* Task
Return each of the entries below word for word, leaving out the pictures.

* * *

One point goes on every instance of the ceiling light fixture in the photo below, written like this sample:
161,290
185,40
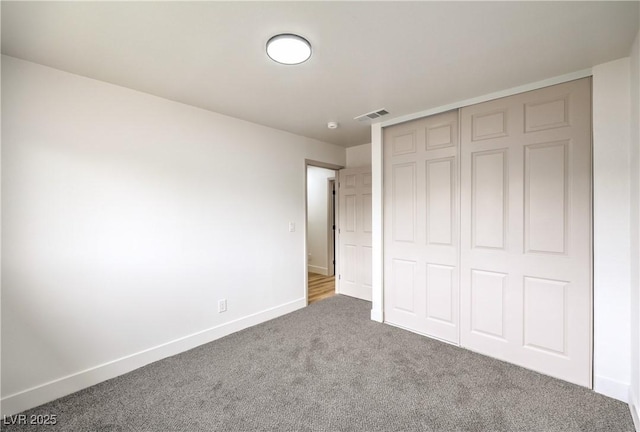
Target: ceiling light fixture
288,49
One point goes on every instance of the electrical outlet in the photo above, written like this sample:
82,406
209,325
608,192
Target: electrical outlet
222,305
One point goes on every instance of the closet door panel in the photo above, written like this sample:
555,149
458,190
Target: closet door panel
421,226
526,214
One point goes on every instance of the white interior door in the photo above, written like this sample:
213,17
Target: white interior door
526,230
354,233
421,226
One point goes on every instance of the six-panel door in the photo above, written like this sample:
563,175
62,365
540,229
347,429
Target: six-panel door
512,279
354,237
525,272
421,226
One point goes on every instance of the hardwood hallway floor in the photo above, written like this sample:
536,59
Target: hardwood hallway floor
320,287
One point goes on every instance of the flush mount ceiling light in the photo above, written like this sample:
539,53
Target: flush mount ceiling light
288,49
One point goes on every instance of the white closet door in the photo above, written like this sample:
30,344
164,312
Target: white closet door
354,235
421,226
525,272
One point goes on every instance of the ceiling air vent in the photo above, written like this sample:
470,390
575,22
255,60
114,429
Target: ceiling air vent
372,115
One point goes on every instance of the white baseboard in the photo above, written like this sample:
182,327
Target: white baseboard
317,269
376,315
633,407
52,390
612,388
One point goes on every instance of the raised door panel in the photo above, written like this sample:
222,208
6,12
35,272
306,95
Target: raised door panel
488,199
403,202
440,201
546,197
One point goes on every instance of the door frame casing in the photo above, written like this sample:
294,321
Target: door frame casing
331,226
319,164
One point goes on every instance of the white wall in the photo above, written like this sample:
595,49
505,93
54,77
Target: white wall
359,156
126,217
317,218
634,394
611,228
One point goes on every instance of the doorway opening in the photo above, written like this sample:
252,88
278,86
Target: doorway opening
321,230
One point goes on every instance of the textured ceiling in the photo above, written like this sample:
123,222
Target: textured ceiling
402,56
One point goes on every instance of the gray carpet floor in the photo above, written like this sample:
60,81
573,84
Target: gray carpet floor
329,368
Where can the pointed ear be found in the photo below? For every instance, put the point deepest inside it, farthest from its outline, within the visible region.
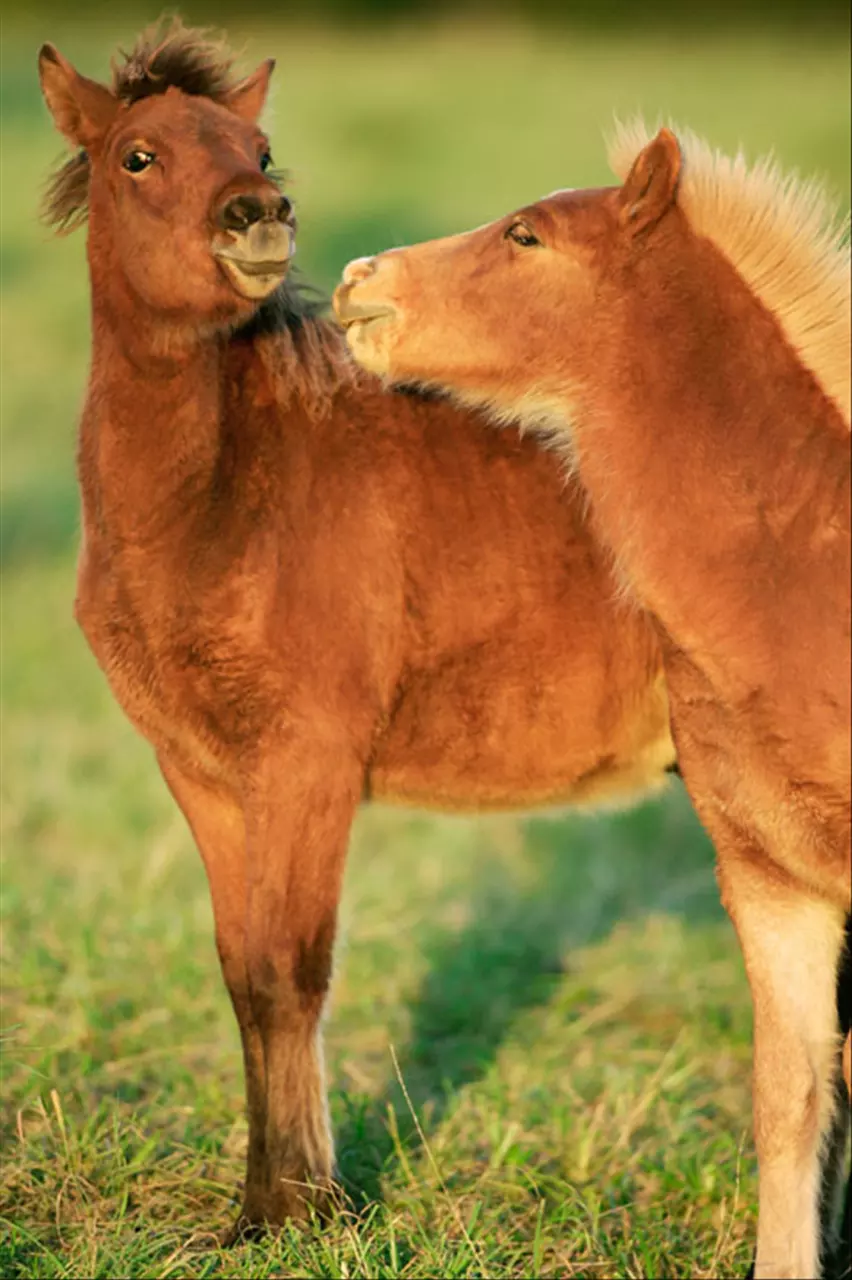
(247, 99)
(651, 184)
(81, 108)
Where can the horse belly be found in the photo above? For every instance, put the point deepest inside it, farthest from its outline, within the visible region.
(473, 737)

* * *

* Answer in full
One point goes on every instance of the ceiling light fixture in the photo below, written like this sample:
161,290
185,40
Target: ceiling light fixture
288,49
One point goes on every instance of the electrical outlet in the photo above, written like this sample:
82,406
209,325
608,192
Target: electrical outlet
222,305
One point goes on every instance of the closet door panel in the photo above, written like this sample:
555,149
458,190
Target: closet door panel
421,226
526,214
One point goes on every instance of the white interior door in the photo above, written like this sample:
213,17
Target: white interior door
526,230
354,233
421,226
One point goes on every instance of the six-panel door in the photo above, written like this sample:
563,175
62,365
540,229
347,429
Target: six-panel door
512,279
354,237
525,272
421,226
One point goes on every instance of the hardwood hallway floor in the photo above, written like this sample:
536,59
Target: hardwood hallway floor
320,287
One point goes on every instance of the flush mount ceiling light in the photo above, written like this sample:
539,53
Target: flush mount ceiling light
288,49
One point goes on every instance of the white closet door in the photo above, written like this sample:
30,344
164,312
Target: white closet door
354,235
421,226
525,272
One point goes on every instance of the ceiling air vent in the photo above, written like this sample:
470,390
575,22
255,60
114,429
Target: ceiling air vent
372,115
One point goes on every instance of the white baseboard in the photo above, written like this sample:
182,327
Target: white baseboard
317,269
376,315
633,407
52,390
612,388
One point goes on every instance of the raised door panel in the photo above, written like this sample:
222,208
6,12
35,272
306,95
Target: raised door panel
488,199
403,202
440,201
546,197
One point goes on every instance of the door frame casing in the photo above, written like this sample:
294,321
Target: door frame casing
331,226
319,164
One point goes on every instance of the white wall in the photo above, written like this sample:
595,49
505,93
54,77
Target: white wall
359,156
126,217
317,218
634,394
611,228
One point goes on every instance of the doorway opening in the photo above, written like this sample:
252,88
278,86
Target: doorway opening
321,230
One point goes on every instance of the textured ceiling in the photo above, written like this sample:
123,222
Target: textured ceiling
402,56
One point goes on every instance of the gray carpet floor in the photo above, written like this sample:
60,81
573,84
Target: gray carpet floor
329,368
Where can the pointed ear be found in the photo below? For every instance, put the point deepest inside it, farthest from its outline, within the visible region.
(247, 99)
(651, 184)
(81, 108)
Where can the horse belly be found in the photo above? For every instance, put the point deepest inside it, farthest from its outline, within the visible region.
(473, 737)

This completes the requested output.